▶ [Written request]: In the post about Bossypants, change every occurrence of "plot" to "storyline" and reproduce the section that begins with the words "I will say that" and ends after the words "I still noticed.".

▶ [Passage]:
I finished Bossypants last night, after floating through it all weekend.
I will say that I am in no way a book critic. I studied English in college and am a lifelong reader, but honestly, I'm the only person who considers my opinions important. Even Nick zones them out.
I have two beefs with this book, and I'm probably the only one with them: one, there's no real plot, it's just like having thirty conversations with Tina Fey (which is great, don't get me wrong, but sometimes books need a plot); and two, there are a few recycled jokes from 30 Rock. As I told Nick last night, I'm probably the only one who noticed, and there are like 2 million jokes in the book so that's a pretty good ratio of recycled to new, but I still noticed.

▶ [Material provided]:
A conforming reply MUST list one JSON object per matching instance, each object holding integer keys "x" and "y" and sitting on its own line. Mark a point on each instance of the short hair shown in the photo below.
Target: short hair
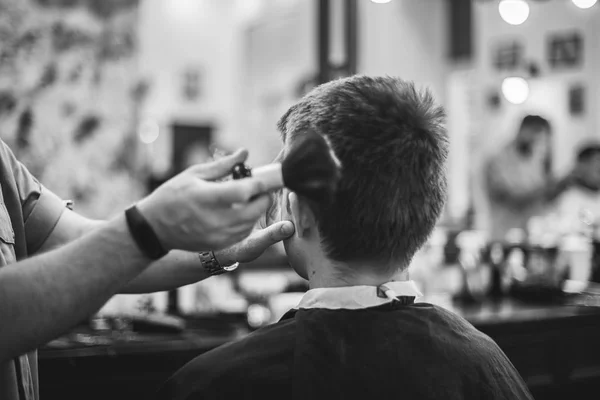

▶ [Result of the exercise]:
I will say that I am in no way a book critic. I studied English in college and am a lifelong reader, but honestly, I'm the only person who considers my opinions important. Even Nick zones them out.
I have two beefs with this book, and I'm probably the only one with them: one, there's no real storyline, it's just like having thirty conversations with Tina Fey (which is great, don't get me wrong, but sometimes books need a storyline); and two, there are a few recycled jokes from 30 Rock. As I told Nick last night, I'm probably the only one who noticed, and there are like 2 million jokes in the book so that's a pretty good ratio of recycled to new, but I still noticed.